Copy the part of the records that opens with the line containing "For the evaluation set, tag every instance of the man's" and closes with the line containing "[[272, 438], [191, 140]]", substituting "navy canvas apron" for "blue denim apron" and keeping every other line as it is.

─── Material provided

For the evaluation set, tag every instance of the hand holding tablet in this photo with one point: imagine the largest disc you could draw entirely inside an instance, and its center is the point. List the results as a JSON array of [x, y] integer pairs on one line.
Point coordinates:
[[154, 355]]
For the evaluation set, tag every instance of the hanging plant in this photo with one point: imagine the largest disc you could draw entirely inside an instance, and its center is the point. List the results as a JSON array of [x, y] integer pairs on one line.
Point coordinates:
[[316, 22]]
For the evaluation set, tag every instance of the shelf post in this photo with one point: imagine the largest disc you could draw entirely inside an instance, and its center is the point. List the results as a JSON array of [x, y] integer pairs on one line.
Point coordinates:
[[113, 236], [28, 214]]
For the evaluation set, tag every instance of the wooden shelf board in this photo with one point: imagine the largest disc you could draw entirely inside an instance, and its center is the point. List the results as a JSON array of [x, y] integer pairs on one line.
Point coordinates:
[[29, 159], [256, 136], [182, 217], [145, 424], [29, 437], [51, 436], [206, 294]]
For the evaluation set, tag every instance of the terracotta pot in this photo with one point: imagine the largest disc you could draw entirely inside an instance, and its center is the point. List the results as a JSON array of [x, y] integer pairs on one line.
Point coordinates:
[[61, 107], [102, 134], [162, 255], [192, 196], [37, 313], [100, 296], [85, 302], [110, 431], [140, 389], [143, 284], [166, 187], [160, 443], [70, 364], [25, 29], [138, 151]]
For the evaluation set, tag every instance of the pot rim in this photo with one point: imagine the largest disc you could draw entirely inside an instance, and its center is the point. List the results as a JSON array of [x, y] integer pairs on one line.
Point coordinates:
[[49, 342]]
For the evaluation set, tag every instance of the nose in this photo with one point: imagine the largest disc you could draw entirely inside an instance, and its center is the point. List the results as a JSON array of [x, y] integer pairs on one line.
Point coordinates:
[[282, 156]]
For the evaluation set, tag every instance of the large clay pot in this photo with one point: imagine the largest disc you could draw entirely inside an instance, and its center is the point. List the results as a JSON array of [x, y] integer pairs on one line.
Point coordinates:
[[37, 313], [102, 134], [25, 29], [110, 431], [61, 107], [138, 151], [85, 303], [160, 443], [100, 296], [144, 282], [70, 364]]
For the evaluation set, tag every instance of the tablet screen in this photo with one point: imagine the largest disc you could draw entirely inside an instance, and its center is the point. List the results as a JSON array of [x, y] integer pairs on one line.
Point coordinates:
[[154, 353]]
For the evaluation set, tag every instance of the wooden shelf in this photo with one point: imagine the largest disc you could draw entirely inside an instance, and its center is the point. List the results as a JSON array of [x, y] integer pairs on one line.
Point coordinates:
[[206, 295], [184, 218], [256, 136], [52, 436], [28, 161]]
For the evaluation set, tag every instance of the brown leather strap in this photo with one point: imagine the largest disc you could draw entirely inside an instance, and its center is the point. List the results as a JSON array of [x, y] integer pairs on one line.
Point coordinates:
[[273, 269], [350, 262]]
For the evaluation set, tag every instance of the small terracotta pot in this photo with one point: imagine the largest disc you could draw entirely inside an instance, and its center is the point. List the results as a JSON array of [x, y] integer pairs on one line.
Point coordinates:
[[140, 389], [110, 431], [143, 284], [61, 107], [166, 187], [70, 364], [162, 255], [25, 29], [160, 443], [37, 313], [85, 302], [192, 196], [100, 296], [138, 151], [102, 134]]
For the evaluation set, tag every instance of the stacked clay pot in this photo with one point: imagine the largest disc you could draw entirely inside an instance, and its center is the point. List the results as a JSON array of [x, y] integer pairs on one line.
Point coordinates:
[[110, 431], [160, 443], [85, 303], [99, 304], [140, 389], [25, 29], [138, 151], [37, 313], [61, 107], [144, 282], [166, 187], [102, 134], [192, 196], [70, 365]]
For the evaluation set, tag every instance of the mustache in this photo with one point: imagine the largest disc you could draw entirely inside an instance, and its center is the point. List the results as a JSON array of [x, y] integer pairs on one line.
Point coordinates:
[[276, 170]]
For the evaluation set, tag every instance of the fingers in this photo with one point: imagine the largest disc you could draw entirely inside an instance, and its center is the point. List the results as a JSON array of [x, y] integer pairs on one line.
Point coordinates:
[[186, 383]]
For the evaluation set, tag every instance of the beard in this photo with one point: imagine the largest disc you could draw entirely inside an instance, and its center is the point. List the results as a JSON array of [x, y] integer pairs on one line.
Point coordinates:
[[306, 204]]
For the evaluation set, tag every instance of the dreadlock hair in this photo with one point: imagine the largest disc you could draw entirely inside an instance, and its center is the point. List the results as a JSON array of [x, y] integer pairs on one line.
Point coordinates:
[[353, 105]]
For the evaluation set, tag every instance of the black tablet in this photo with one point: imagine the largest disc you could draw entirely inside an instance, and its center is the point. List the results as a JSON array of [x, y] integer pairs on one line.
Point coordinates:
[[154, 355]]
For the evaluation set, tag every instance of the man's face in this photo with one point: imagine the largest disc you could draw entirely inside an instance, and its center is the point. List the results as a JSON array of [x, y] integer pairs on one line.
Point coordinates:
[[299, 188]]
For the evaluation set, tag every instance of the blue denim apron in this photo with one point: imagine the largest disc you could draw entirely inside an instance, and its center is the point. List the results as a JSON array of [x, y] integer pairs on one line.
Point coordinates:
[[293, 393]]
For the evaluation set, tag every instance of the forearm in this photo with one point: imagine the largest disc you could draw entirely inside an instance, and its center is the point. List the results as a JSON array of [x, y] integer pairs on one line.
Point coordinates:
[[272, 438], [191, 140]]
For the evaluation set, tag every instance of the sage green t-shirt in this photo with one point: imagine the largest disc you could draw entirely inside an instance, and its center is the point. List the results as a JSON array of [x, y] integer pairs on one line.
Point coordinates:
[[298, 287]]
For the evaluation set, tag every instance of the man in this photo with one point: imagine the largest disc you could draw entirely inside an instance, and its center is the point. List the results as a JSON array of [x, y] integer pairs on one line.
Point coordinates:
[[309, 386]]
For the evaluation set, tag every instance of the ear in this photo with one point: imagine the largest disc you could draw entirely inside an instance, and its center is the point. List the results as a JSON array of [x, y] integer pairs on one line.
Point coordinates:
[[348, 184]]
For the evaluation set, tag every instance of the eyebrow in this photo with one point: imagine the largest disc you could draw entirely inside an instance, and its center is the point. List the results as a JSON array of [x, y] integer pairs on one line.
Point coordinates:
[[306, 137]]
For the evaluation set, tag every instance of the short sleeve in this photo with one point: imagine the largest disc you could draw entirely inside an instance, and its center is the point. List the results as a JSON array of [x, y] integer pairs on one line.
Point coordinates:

──────

Full response.
For the evaluation set, tag every instance of the man's face in this photo with one point: imagine the largest disc you could draw entirely inside an instance, and its center is the point. List the results as a JSON array of [x, y] integer pairs on one line.
Point coordinates:
[[299, 188]]
For the evaluation set, tag every instance of the navy canvas apron in this photo with one point: imagine the largest disc you could draw entirely inside an instance, and its center is the point. List the results as a JSON array of [x, y] integer pairs on one line.
Point coordinates:
[[293, 393]]
For the evaluation set, tag every instance of the forearm in this photo with one point: imagine the largest disc you could draw entirely inside an instance, and its center is the point. List the results as a JSON array of [x, y] integer pairs on one line.
Point coordinates:
[[272, 438], [191, 140]]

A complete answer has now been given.